## begin EXERCISE MATERIAL

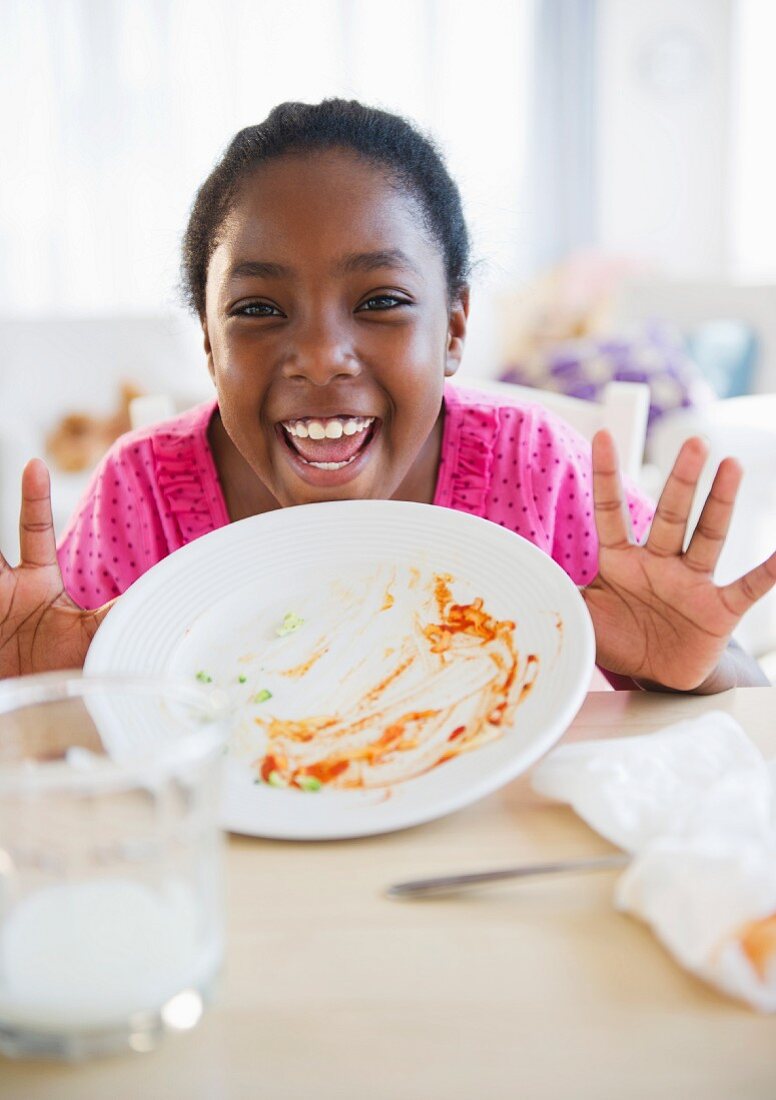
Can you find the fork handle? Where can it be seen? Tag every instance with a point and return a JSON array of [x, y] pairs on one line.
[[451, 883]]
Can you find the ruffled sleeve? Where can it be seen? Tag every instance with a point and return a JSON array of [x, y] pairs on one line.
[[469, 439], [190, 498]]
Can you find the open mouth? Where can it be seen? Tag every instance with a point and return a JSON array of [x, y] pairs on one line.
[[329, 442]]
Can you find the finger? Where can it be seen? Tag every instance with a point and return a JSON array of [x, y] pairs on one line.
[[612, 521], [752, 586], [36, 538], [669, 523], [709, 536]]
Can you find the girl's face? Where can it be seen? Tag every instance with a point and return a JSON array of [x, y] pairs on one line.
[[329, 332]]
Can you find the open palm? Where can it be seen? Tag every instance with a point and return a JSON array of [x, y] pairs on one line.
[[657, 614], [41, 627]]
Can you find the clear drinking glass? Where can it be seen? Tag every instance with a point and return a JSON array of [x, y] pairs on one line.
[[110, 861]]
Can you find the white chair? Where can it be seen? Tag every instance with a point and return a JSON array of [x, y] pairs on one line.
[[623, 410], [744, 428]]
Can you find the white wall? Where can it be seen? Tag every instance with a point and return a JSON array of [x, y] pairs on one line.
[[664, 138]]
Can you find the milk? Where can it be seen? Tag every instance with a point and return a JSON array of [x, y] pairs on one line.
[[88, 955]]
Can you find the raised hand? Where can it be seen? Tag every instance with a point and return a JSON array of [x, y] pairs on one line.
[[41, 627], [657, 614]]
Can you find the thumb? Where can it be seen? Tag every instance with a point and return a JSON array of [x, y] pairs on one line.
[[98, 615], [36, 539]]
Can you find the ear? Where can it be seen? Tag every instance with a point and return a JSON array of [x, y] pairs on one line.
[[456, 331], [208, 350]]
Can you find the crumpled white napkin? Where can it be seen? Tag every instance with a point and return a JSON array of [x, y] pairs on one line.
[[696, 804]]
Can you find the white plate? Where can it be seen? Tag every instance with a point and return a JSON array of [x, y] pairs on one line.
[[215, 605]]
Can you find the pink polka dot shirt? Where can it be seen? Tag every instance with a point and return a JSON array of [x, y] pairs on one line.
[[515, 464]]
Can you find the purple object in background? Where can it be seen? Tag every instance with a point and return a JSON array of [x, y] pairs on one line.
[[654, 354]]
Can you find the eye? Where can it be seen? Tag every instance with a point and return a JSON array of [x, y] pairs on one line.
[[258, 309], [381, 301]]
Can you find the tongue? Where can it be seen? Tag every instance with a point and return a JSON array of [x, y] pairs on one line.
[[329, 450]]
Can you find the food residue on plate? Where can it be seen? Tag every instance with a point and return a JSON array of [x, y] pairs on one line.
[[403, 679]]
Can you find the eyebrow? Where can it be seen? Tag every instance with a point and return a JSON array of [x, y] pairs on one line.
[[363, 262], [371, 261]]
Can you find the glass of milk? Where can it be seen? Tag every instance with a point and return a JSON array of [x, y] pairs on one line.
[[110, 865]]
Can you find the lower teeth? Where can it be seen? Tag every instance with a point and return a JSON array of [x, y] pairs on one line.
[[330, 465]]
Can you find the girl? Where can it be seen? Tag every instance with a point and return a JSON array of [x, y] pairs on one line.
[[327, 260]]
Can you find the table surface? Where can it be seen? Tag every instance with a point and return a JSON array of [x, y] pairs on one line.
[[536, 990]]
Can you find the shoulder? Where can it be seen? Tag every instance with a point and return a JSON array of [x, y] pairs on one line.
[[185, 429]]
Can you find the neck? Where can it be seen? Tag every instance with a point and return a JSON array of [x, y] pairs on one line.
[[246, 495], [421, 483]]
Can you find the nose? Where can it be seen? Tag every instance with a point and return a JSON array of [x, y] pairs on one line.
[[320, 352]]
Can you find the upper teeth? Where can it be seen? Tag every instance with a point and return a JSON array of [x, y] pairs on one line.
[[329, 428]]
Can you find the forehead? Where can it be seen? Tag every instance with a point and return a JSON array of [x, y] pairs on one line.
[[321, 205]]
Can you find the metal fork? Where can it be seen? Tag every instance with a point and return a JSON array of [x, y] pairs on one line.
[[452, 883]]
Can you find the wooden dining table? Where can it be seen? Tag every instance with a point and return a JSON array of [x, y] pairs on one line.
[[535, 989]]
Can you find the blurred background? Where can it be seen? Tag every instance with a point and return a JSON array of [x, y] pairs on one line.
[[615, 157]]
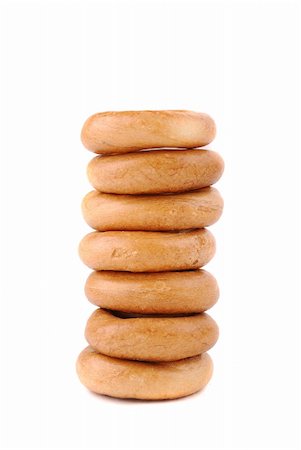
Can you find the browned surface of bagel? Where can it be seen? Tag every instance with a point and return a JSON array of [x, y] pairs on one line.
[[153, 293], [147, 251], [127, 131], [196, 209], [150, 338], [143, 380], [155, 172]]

## end EXERCISE MATERIAL
## begin EXERCISE MATERIAL

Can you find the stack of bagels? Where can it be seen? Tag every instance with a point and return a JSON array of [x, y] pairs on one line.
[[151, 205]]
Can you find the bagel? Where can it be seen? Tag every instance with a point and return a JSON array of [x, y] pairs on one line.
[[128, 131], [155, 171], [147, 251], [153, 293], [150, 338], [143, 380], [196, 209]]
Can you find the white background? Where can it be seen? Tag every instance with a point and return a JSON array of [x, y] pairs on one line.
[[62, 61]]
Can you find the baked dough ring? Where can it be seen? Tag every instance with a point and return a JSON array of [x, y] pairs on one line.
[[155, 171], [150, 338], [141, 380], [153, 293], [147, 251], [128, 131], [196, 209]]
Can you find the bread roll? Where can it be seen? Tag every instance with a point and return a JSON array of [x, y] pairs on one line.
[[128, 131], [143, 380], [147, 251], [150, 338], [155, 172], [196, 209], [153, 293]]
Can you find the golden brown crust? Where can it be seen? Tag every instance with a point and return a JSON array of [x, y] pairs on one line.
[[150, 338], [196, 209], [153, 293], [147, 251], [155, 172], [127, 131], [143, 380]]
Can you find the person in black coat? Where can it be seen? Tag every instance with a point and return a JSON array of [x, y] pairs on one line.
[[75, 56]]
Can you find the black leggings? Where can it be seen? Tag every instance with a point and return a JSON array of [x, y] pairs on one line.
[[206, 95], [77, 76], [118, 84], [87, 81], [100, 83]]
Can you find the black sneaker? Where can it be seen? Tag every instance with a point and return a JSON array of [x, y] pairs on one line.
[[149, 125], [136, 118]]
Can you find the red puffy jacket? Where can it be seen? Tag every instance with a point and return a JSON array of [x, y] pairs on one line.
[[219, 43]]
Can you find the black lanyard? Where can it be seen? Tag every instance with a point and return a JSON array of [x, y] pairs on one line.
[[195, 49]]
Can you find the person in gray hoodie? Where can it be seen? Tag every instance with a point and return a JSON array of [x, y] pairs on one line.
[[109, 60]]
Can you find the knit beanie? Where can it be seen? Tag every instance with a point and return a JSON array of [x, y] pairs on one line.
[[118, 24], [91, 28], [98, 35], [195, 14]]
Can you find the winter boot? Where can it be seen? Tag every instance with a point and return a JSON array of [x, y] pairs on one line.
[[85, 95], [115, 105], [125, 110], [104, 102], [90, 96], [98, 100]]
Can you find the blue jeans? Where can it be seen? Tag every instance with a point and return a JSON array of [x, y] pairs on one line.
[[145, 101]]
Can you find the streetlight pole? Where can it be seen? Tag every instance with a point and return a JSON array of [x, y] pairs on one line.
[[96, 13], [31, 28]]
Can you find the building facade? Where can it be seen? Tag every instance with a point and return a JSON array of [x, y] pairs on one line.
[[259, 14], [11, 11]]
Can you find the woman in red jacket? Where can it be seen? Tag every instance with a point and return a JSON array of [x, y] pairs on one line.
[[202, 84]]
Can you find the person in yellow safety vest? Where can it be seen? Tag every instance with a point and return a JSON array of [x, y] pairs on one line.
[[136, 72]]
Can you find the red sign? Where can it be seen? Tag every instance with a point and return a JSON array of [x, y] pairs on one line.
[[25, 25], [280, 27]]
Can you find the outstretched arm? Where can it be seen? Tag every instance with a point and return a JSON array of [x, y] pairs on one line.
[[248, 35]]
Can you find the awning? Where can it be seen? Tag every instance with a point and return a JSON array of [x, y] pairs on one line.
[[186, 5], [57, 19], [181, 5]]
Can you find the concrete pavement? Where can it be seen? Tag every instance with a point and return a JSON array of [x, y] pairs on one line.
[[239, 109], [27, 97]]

## end EXERCISE MATERIAL

THE EXERCISE »
Substitute "Mark each occurrence" for "Tag every instance" in the stretch of items from the line containing "Can you find the fork" through the line containing "[[329, 332]]", and give those lines back with nothing else altered.

THE ANSWER »
Can you find the fork handle? Where can it be seen? Mark each occurrence with a point and return a JSON array of [x, y] pairs on one line.
[[451, 883]]
Can you find the ruffled sleeve? Where can it be seen? Mark each occurrence with a point and return a JSON array of [x, y] pairs on one line.
[[469, 439], [190, 498]]
Can you find the open mouth? Where can it be seen? Mark each occurrence with a point and return a JSON array of [x, y] pairs on one line.
[[329, 442]]
Can you find the finger? Where can it be seen? Mark each occurrence with a point and return a JSON array of [x, y] pairs on one line.
[[612, 521], [752, 586], [36, 538], [669, 523], [709, 536]]
Can you find the girl's face? Where can it be seen? Mark each occurrence with a point and return a JSON array of [x, y] pairs on one line.
[[329, 332]]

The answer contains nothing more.